» **Quoted passage**:
Tag Archives: rook mistake

The One About Decreasing Distance

It isn’t like we’re not all hyperaware of the plague that is COVID. We have this mask and that sanitizer – unless you’re one of those idiot anti-maskers. If that’s so, move on. I don’t want your eyes on my words. But we can finally see a glimpse of the future that includes people not in our household. And that’s where we’re going to have to be patient.

Some of us will be touch starved. The hugs, the arm squeezes, the hand holding. They’ll be so ready to feel that human connection. And then there’ll be others that have lived happily all this time without someone invading their space to get a quick hug.

I live in both worlds. I’m lucky enough to have a partner that I can literally reach out and touch whenever I want. And so I do. When I get lonely for the world, I go bother them for a few minutes and get my fix of touch then move on with my day. However, I’m not a receiver. I don’t like being touched unless you’re in the secret inner circle of my Evil Overlord Club. (If you’re not sure if you are, then just ask. I’m happy to tell you.)

My fear is that the givers are going to overwhelm those that do not receive touch well. So.. keep that in mind as we move forward. Givers don’t place your needs above the receivers. Cause if you do, that’d be a rook mistake

The One About COVID

OK, look. I was locked out of my account for months. I don’t know why, but here we go…

It’s real. I don’t care what your weird ass pastor says. I give two shits about your opinion.

Sit your motherfucking ass at home.

Get stupid with your masks. Wear all of them at once. Just fucking WEAR them.

People are DYING. Are you resisting the death rate or contributing to it?

Am I bored? Am I stalking and researching anything and everything online? Am I trying to find the energy and motivation to work out? Am I gaining weight instead?

Damn straight.

You dicks that won’t follow CDC guidelines are keeping me at home. You’re contributing to my boredom and weight gain. This makes me rage. When I rage I bake. Fuckers, you’re going to kill me over here.

DO you want me to have to go to the VA? Fuck you then. If I can come home from the shit, then you assholes cannot kill me at home.

Also – trim your beard.

» **Source data**:
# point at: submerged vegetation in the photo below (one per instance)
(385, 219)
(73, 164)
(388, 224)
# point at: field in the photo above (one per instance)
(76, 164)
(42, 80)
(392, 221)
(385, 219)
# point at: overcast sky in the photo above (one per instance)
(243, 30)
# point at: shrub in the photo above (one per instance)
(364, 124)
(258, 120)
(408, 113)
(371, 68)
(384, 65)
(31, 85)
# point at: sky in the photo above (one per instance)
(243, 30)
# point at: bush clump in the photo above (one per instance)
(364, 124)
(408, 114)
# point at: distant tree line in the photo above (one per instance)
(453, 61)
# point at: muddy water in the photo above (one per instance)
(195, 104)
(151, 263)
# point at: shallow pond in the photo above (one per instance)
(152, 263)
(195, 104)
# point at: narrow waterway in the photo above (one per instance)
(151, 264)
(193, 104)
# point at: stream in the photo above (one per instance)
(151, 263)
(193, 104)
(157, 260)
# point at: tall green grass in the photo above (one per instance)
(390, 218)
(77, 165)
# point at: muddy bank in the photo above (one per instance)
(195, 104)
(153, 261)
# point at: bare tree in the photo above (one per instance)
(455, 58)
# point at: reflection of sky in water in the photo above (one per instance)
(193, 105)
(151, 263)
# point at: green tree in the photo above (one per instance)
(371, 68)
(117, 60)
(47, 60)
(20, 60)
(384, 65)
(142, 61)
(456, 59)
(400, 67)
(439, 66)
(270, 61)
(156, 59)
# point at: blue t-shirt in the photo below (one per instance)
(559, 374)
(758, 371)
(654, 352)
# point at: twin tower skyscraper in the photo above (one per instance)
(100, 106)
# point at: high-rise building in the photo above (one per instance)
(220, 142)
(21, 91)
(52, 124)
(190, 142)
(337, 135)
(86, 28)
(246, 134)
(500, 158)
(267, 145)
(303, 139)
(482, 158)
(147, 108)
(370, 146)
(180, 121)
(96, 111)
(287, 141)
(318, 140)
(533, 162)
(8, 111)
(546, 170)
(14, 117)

» **Check your understanding**:
a - Please say whether each statement agrees with the COVID blog posts, answering yes or no and quoting the words from the posts that decide it: (i) The writer was locked out of their account for months. (ii) The writer likes being touched by anyone. (iii) When the writer rages, they bake.
b - Pick up the COVID blog posts after their last line and keep going in the same voice.

» **Results of the exercise**:
a -
(i) Yes: "I was locked out of my account for months."
(ii) No: "I don’t like being touched unless you’re in the secret inner circle of my Evil Overlord Club."
(iii) Yes: "When I rage I bake."

b -
TLDR; Shut up and wear your mask. Anything else is a fucking stupid bullshit excuse for a selfish piece of shit. That ain’t a Rook Mistake

The One About Opening Up

So, I’m a fake extrovert. According to all the personality tests, I’m equal parts extro and intro. This month is a full on test of those results. I’ve co-paneled HORROR 101 and spoken on an actual stage in front of people I didn’t even know for PTSD: Triggers &Lies. Next weekend is reserved for Sirens packing and the utter meltdown I’ll have when I can’t fit my metaphorical banjo into the literal suitcase.

The PTSD talk gave me the feels. It wasn’t just me typing to an invisible audience who might or may not even exist. I could see them. They listened and asked questions. I felt “normal” while doing it.

After proving to myself that I can do this, I think I’d like to do it again and hit the character developing/writing angle a little harder.

If you have the chance to attend Writers in the Field next year, do it. It was a fantastic experience. If you were there, thanks for attending.

TL;DR: It’s a good day, but now I need endorphins and a nap. Opening up is part of the recovery process for me. Anything less would be a rook mistake.

The One About Finding a Therapist

I have a psychiatrist who recommended I see a therapist. She even gave me some people to call. This means I’ve been making it on meds and the home-spun wisdom I created. Today I went to a therapist.

It took about 45 minutes for a 15 minute consultation to see if she was a good fit. I should have saved myself the time when I saw the rah-rah feel good decor in the lobby. Yeah, I know positive in creates positive output for lots of people. However, when it looks like someone’s grandma got a free shopping spree at Mardel’s – I’m out.

Let me saw that I am not opposed to God or church, but I’d like for that to stay in a religious environment. I am not looking to God to fix my anxiety. I don’t want to kumbaya the pain away. I’m looking for therapy and a therapist that doesn’t ask me to pray with her.

TLDR: Check out the therapist before you go. Anything less is a Rook mistake.

The One About home defense

Fuck all if it isn’t just the most complicated concept. Are you protecting yourself from armed robbers intent on stealing everything you have and murdering you in your sleep? Or are you playing Jigsaw with cameras and multi-phased detainment and elimination setups?

Or are you just afraid of the other. The other that doesn’t look like you – that doesn’t speak your language – that doesn’t worship as you do.

People will tell you to stop being a racist piece of shit, right? Does that suggestion ever work? Does it actually make a person rethink their ideas and do the work to see why what they’ve said/think is racist?

I don’t know.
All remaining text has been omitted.